=== Stored data ===

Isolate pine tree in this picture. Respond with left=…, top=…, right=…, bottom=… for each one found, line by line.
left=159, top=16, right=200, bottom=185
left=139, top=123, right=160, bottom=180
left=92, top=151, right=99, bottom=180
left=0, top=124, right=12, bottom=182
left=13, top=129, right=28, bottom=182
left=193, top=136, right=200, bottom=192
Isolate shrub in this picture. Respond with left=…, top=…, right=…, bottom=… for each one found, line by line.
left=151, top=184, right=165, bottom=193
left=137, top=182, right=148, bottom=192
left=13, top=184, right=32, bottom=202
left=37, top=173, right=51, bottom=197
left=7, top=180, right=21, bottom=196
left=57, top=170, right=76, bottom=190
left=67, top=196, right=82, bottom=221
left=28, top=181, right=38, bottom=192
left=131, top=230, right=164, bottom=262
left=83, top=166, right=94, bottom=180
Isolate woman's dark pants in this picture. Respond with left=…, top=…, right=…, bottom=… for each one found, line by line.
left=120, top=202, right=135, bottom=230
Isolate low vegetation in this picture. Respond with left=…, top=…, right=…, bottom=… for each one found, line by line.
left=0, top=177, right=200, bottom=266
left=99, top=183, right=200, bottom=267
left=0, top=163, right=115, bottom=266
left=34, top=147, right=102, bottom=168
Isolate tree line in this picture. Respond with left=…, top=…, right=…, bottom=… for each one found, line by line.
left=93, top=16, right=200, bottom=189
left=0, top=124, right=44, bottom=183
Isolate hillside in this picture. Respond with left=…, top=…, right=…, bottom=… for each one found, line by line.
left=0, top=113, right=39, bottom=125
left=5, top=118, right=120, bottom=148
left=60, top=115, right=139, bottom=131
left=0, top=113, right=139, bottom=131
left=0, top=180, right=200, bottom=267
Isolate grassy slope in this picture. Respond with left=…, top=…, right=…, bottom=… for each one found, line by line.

===

> **Problem to work on**: Please copy out every one of the records above word for word, keeping each line as it stands.

> **Worked answer**:
Isolate pine tree in this picture. Respond with left=…, top=…, right=…, bottom=… for each one found, line by line.
left=159, top=16, right=200, bottom=185
left=139, top=123, right=160, bottom=180
left=92, top=151, right=99, bottom=180
left=0, top=124, right=12, bottom=182
left=13, top=129, right=28, bottom=182
left=193, top=136, right=200, bottom=192
Isolate shrub in this picture. Respond with left=…, top=…, right=…, bottom=… for each one found, line by line.
left=151, top=184, right=165, bottom=193
left=137, top=182, right=148, bottom=192
left=13, top=184, right=32, bottom=202
left=37, top=173, right=51, bottom=197
left=7, top=180, right=21, bottom=196
left=57, top=170, right=76, bottom=190
left=67, top=196, right=82, bottom=221
left=28, top=181, right=38, bottom=192
left=131, top=230, right=164, bottom=262
left=83, top=166, right=94, bottom=180
Isolate woman's dark pants in this picture. Respond with left=…, top=…, right=…, bottom=… for each one found, line by line.
left=120, top=202, right=135, bottom=230
Isolate low vegetation in this picture. Respond with left=…, top=…, right=…, bottom=… for each one found, line by line.
left=0, top=177, right=200, bottom=266
left=99, top=183, right=200, bottom=267
left=0, top=163, right=115, bottom=266
left=34, top=147, right=102, bottom=168
Isolate tree line in this picture. Respond with left=…, top=…, right=…, bottom=… for each one found, line by line.
left=93, top=16, right=200, bottom=189
left=0, top=124, right=44, bottom=183
Isolate hillside in this picture. Respond with left=…, top=…, right=…, bottom=… for each one found, line by line.
left=0, top=113, right=39, bottom=125
left=5, top=118, right=120, bottom=148
left=60, top=115, right=139, bottom=131
left=0, top=113, right=139, bottom=131
left=0, top=180, right=200, bottom=267
Isolate grassy slope in this picture. Respond with left=…, top=…, right=…, bottom=… for each one found, line by line.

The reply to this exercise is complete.